Given problem
Rewrite the records from the line containing "TARGET = wispy cloud" through the end of the records, replacing every "disc" with "circle" and changing nothing else.

Information given
++++++++++++++++++++

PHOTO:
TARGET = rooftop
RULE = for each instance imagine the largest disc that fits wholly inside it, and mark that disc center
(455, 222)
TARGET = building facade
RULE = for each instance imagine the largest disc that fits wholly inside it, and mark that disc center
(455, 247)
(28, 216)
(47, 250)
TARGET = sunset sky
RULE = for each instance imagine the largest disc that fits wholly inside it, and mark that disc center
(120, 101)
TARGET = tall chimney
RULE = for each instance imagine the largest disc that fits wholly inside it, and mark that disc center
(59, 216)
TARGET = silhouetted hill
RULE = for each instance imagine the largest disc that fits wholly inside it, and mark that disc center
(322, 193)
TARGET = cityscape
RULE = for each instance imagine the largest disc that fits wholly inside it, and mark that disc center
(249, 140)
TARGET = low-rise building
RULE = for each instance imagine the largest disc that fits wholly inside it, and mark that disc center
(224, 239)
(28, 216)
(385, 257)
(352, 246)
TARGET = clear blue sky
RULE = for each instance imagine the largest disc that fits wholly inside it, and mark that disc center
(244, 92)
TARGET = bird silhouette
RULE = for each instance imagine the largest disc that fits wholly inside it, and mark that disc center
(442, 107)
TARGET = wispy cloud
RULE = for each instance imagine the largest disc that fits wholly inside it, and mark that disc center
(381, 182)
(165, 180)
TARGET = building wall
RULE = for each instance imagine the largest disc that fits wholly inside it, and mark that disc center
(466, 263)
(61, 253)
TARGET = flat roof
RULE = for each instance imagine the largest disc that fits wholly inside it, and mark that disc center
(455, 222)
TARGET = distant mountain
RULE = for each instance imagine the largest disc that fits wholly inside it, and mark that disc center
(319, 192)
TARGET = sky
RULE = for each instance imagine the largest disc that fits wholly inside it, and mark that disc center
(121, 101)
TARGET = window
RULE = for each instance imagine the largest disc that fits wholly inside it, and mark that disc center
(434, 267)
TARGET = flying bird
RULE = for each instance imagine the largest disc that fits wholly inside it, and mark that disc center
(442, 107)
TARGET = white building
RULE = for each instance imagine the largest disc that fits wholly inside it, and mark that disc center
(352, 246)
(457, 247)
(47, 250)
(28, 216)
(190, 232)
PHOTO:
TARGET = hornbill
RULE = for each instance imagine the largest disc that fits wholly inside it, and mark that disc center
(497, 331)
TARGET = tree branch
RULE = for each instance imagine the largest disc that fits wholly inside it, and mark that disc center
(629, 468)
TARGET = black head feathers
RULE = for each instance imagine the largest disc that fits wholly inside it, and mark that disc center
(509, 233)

++++++++++++++++++++

Response
TARGET = wispy cloud
RULE = for each instance imagine the largest circle that fits wholly inside it, and mark that circle center
(381, 182)
(165, 180)
TARGET = building wall
RULE = for each instance imagine the largest circle that fits wholly inside it, and mark that circle center
(466, 263)
(61, 253)
TARGET = flat roof
RULE = for each instance imagine the largest circle that fits wholly inside it, and mark that circle center
(455, 222)
TARGET = distant mountain
RULE = for each instance imagine the largest circle that fits wholly inside it, and mark that circle center
(319, 192)
TARGET = sky
RULE = for each instance imagine the largest circle that fits wholly inside it, and mark that circle center
(121, 101)
TARGET = window
RULE = for each instance imagine the largest circle that fits wholly inside it, and mark that circle center
(434, 267)
TARGET = flying bird
RULE = for each instance imagine the largest circle that fits wholly inside it, and mark that circle center
(442, 107)
TARGET = white building
RULE = for each instance imagine the largest circle that fits wholly inside it, and mark that circle center
(352, 246)
(457, 247)
(47, 250)
(28, 216)
(190, 232)
PHOTO:
TARGET = hornbill
RULE = for each instance imagine the largest circle that fits wholly inside it, and mark that circle center
(497, 331)
TARGET = tree branch
RULE = for each instance imagine the largest circle that fits wholly inside it, and mark that circle center
(629, 468)
TARGET = black head feathers
RULE = for each instance imagine the largest circle that fits wholly inside it, and mark that circle center
(509, 233)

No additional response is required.